__Exercise tasks__.
a. According to the text on BFPP, which three human congenital muscular dystrophy syndromes typically show cobblestone lissencephaly?
b. Continue the text on BFPP, picking up after its final sentence.

BFPP is a cobblestone-like cortical malformation of the brain. Disruptions of cerebral cortical development due to abnormal neuronal migration and positioning usually lead to cortical disorders, which includes cobblestone lissencephaly. Cobblestone lissencephaly is typically seen in three different human congenital muscular dystrophy syndromes: Fukuyama congenital muscular dystrophy, Walker-Warburg syndrome, and muscle-eye-brain disease. In cobblestone lissencephaly, the brain surface actually has a bumpy contour caused by the presence of collections of misplaced neurons and glial cells that have migrated beyond the normal surface boundaries of the brain. Sometimes regions populated by these misplaced cells have caused a radiologic misdiagnosis of polymicrogyria. However, the presence of other abnormalities in these cobblestone lissencephaly syndromes, including ocular anomalies, congenital muscular dystrophy, ventriculomegaly, and cerebellar dysplasia, usually distinguishes these disorders from polymicrogyria. There are no anatomopathologic studies that have characterized the pattern of cortical laminar alterations in patients with GPR56 gene mutations, but it has been suggested that the imaging characteristics of BFPP, including myelination defects and cerebellar cortical dysplasia, are reminiscent of those of the so-called cobblestone malformations (muscle-eye-brain disease and Fukuyama congenital muscular dystrophy) that are also associated with N-glycosylation defects in the developing brain.

Items listed in a dataset:
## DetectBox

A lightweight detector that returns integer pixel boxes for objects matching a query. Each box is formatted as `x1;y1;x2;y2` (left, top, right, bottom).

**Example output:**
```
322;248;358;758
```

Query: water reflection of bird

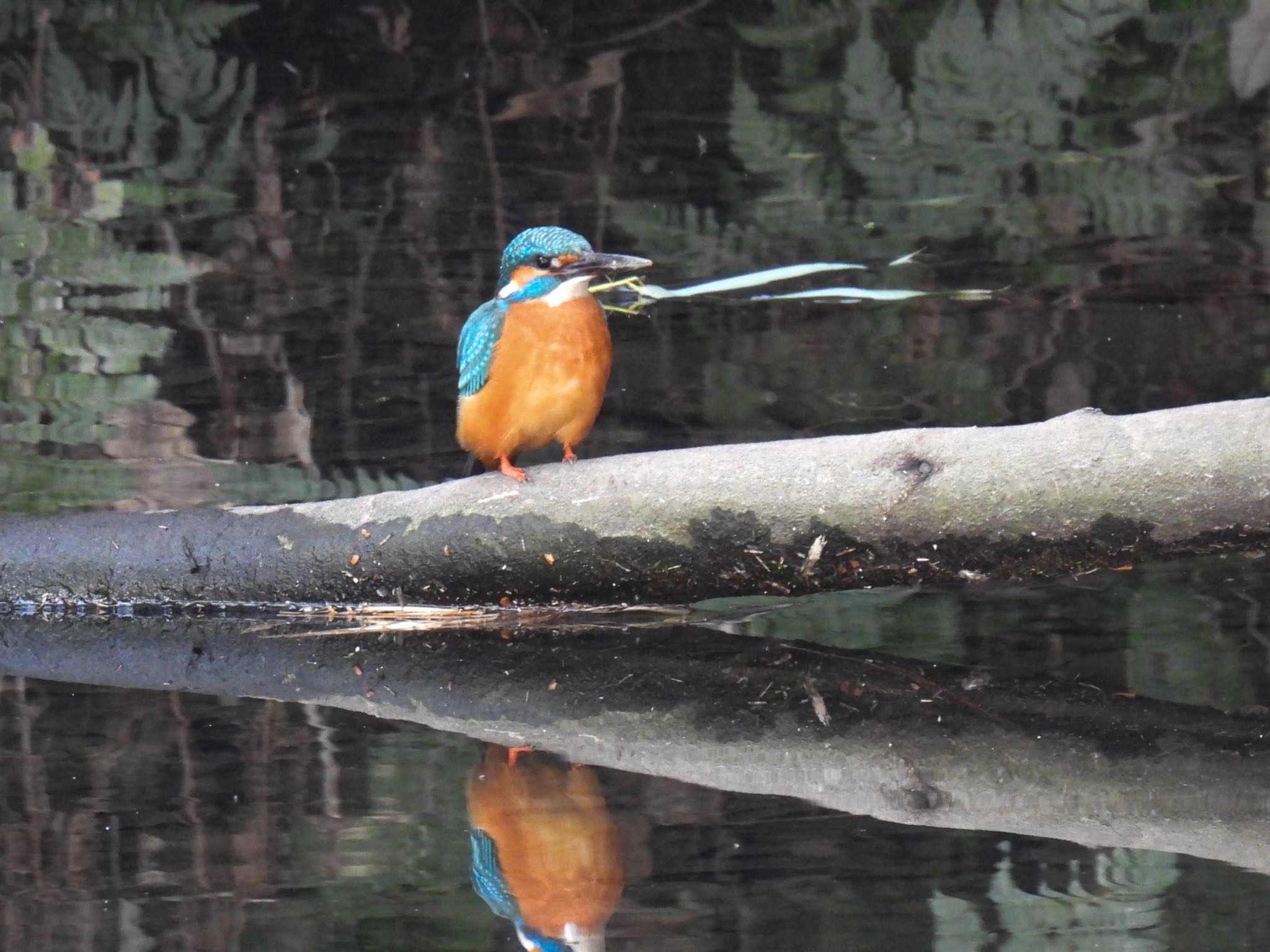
468;744;623;952
457;227;652;482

__Solved tasks__.
a. Fukuyama congenital muscular dystrophy, Walker-Warburg syndrome, and muscle-eye-brain disease.

b.
Lissencephaly ("smooth brain") is the extreme form of pachygyria. In lissencephaly, few or no sulci are seen on the cortical surface, resulting in a broad, smooth appearance to the entire brain. Lissencephaly can be radiologically confused with polymicrogyria, particularly with low-resolution imaging, but the smoothness and lack of irregularity in the gray-white junction, along with markedly increased cortical thickness, distinguishes lissencephaly.

GPR56 mutation also can cause a severe encephalopathy which is associated with electro clinical features of Lennox-Gastaut syndrome. This illness can be cryptogenic or symptomatic, but the symptomatic forms have been associated with multiple etiologies and abnormal cortical development. BFPP caused by GPR56 mutations is a manifestation of a malformation of cortical development that causes Lennox-Gastaut Syndrome.

Polymicrogyria is often confused with pachygyria; therefore, it needs to be distinguished from pachygyria, a distinct brain malformation in which the surface folds are excessively broad and sparse. Pachygyria and polymicrogyria may look similar on low-resolution neuroimaging such as CT because the cortical thickness can appear to be increased and the gyri can appear to be broad and smooth in both conditions. This is why higher resolution neuroimaging, such as an MRI, is necessary for proper diagnosis.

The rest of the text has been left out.